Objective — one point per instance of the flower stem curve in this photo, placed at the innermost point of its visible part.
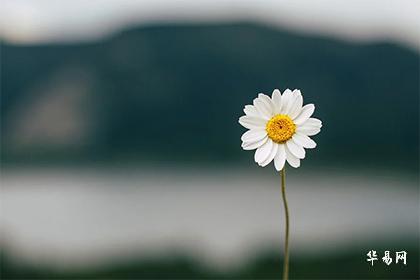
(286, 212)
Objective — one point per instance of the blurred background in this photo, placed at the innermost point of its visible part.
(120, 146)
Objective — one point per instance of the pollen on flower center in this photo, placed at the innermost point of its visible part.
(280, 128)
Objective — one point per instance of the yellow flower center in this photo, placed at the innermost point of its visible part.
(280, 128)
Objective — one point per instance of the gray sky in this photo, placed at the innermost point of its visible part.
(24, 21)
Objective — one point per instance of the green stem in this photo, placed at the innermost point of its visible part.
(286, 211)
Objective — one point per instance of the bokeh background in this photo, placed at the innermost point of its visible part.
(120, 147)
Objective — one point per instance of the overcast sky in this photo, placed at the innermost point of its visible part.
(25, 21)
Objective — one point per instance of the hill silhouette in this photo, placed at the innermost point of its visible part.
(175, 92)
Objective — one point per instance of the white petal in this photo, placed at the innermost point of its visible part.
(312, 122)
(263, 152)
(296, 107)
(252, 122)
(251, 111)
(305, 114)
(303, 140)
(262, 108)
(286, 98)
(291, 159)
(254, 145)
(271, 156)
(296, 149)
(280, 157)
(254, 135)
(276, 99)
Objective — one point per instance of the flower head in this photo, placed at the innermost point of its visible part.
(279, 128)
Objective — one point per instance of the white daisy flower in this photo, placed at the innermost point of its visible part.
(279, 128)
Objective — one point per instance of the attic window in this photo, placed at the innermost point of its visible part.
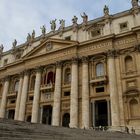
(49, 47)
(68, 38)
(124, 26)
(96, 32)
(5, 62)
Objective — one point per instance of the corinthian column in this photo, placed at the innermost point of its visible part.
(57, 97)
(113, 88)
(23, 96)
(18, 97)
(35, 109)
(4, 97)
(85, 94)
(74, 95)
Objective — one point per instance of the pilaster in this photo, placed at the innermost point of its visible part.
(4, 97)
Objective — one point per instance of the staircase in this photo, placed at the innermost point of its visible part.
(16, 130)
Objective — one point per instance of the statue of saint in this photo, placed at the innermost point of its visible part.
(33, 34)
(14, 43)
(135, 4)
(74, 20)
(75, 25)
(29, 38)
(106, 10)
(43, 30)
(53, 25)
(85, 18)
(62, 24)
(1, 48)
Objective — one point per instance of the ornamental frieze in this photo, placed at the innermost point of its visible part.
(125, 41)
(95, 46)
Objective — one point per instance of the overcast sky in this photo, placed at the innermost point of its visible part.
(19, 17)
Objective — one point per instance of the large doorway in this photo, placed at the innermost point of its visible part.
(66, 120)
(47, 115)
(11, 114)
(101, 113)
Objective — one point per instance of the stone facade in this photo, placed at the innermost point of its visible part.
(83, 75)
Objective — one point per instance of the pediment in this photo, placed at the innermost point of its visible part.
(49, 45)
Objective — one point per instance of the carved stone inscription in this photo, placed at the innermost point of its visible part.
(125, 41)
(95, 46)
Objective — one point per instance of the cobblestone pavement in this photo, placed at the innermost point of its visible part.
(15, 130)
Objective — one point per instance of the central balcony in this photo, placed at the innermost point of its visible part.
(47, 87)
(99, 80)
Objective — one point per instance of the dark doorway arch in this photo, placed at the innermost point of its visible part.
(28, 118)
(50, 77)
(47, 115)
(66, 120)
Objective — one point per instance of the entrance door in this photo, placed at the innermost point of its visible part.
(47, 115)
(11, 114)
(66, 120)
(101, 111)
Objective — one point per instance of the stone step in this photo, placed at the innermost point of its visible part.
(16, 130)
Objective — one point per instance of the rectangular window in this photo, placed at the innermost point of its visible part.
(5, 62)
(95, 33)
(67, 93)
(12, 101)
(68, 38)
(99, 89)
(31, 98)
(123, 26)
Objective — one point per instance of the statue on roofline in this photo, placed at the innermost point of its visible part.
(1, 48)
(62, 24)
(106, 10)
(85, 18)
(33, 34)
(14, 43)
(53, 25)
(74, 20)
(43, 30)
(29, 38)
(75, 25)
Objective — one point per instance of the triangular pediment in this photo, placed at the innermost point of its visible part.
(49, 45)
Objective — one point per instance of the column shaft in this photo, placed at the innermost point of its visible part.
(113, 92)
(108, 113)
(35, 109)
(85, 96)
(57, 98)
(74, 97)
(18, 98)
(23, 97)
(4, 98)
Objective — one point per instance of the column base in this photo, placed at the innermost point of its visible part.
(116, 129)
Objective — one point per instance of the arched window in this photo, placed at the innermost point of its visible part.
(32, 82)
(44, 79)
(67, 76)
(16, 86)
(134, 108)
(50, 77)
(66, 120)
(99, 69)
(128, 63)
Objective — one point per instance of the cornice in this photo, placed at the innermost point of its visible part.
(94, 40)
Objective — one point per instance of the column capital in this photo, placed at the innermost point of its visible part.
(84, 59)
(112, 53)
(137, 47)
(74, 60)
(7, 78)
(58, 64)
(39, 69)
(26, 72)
---+---
_ASSIGNED TASK_
Only the text of the listing above is copied, exactly as written; its pictures are dropped.

_WRITTEN SOLUTION_
Objective — one point per instance of the flower stem curve in this photo, placed at the innermost point of its visible part.
(286, 212)
Objective — one point per instance of the blurred background in this photo, placed at the innermost point of its visible part.
(120, 146)
Objective — one point per instance of the pollen on flower center in this photo, placed at the innermost point of its visible part.
(280, 128)
Objective — one point per instance of the yellow flower center in this photo, placed at the innermost point of its visible part.
(280, 128)
Objective — one point per instance of the gray sky in this photo, placed at the innermost point of its visible part.
(24, 21)
Objective — one point per instance of the green stem in this photo, placed at the innermost point of its visible part.
(286, 211)
Objective — one point per instance of the bokeh background in this photo, placed at the innermost point of its visible part.
(120, 147)
Objective — one point per instance of the overcast sky in this photo, placed at the innermost point of its visible part.
(25, 21)
Objective — one point per instance of the hill silhouette in this photo, placed at the innermost point of its visible part.
(175, 92)
Objective — one point per instance of the white petal in this photo, placed at the innermost point of its visible part.
(312, 122)
(263, 152)
(296, 107)
(252, 122)
(251, 111)
(305, 114)
(303, 140)
(262, 108)
(286, 98)
(291, 159)
(254, 145)
(271, 156)
(296, 149)
(280, 157)
(254, 135)
(276, 99)
Objective — one point per instance of the flower head in this photo, placed at the innermost point of its visible part.
(279, 128)
Objective — one point per instance of the white daisy flower in this photo, placed at the innermost point of its visible part.
(279, 128)
Objective — one point per instance of the attic window in this photo, placed at the innermost point of its visible part.
(49, 47)
(68, 38)
(124, 26)
(96, 32)
(5, 62)
Objective — one point per instance of the corinthian column in this photo, placed at the innermost point of its visible part.
(57, 97)
(113, 88)
(23, 96)
(18, 97)
(35, 109)
(4, 97)
(85, 94)
(74, 95)
Objective — one point per instance of the pilaster in this photo, placed at the innermost point of its visible part.
(4, 97)
Objective — one point per instance of the staircase in this photo, placed at the innermost point of its visible part.
(16, 130)
Objective — one point per instance of the statue of saint in this photo, placed at the innermost point of its visible part.
(33, 34)
(14, 43)
(135, 4)
(74, 20)
(75, 25)
(29, 38)
(106, 10)
(43, 30)
(53, 25)
(85, 18)
(62, 24)
(1, 48)
Objective — one point per instance of the ornamental frieze in this photo, placed at the innermost point of its visible part.
(125, 41)
(95, 46)
Objective — one point per instance of the overcast sky in this photo, placed at the innermost point of its visible part.
(19, 17)
Objective — one point per instance of the large doorway in this photo, placed at the innermost point of its visible part.
(66, 120)
(47, 115)
(11, 114)
(101, 113)
Objective — one point per instance of the stone facade in this photo, placed at the innermost point of its visible part.
(83, 75)
Objective — one point per instance of the pediment in this photo, placed at the innermost point of its visible part.
(49, 45)
Objective — one point per instance of the carved stone inscription in this photo, placed at the innermost point of its visible part.
(125, 41)
(95, 46)
Objective — one point per instance of the cobblestone pavement in this photo, placed at the innermost point of its visible part.
(15, 130)
Objective — one point per instance of the central balcony in this photo, placed at the innermost point of its visible part.
(47, 87)
(99, 80)
Objective — one point per instance of the dark doorway arch in this photo, placed at the innermost point of its visible part.
(28, 118)
(50, 77)
(47, 115)
(66, 120)
Objective — one point per instance of the entrance door in this photo, placed at the innermost point of its visible part.
(47, 115)
(11, 114)
(66, 120)
(101, 111)
Objective — one point per instance of the stone step in this photo, placed at the innermost point of its visible part.
(16, 130)
Objective — one point per instance of the rectangular window in this photo, placed at the innermost point of its visible part.
(5, 62)
(95, 33)
(67, 93)
(12, 101)
(68, 38)
(99, 89)
(31, 98)
(123, 26)
Objective — one point per instance of the statue on roofline in this photo, placed at the innermost point of its visible part.
(1, 48)
(62, 24)
(106, 10)
(85, 18)
(33, 34)
(14, 43)
(53, 25)
(74, 20)
(43, 30)
(29, 38)
(75, 25)
Objective — one point per instance of the triangular pediment in this photo, placed at the innermost point of its visible part.
(49, 45)
Objective — one point per instance of the column shaft in this photo, placed at the innermost point of its visible part.
(113, 92)
(108, 113)
(35, 109)
(85, 96)
(57, 98)
(74, 97)
(18, 98)
(23, 97)
(4, 98)
Objective — one point per instance of the column base in this photo, placed at the innermost point of its visible part.
(116, 129)
Objective — one point per instance of the arched window in this photo, placed at the innermost point of its visible part.
(32, 82)
(44, 79)
(67, 76)
(16, 86)
(134, 108)
(50, 77)
(66, 120)
(99, 69)
(128, 63)
Objective — one point per instance of the cornice in this photo, placed at the innermost point of its visible part.
(94, 40)
Objective — one point per instance of the column capital in this photo, placed at the innermost point of its visible part.
(84, 59)
(112, 53)
(137, 47)
(74, 60)
(7, 78)
(58, 64)
(39, 69)
(26, 72)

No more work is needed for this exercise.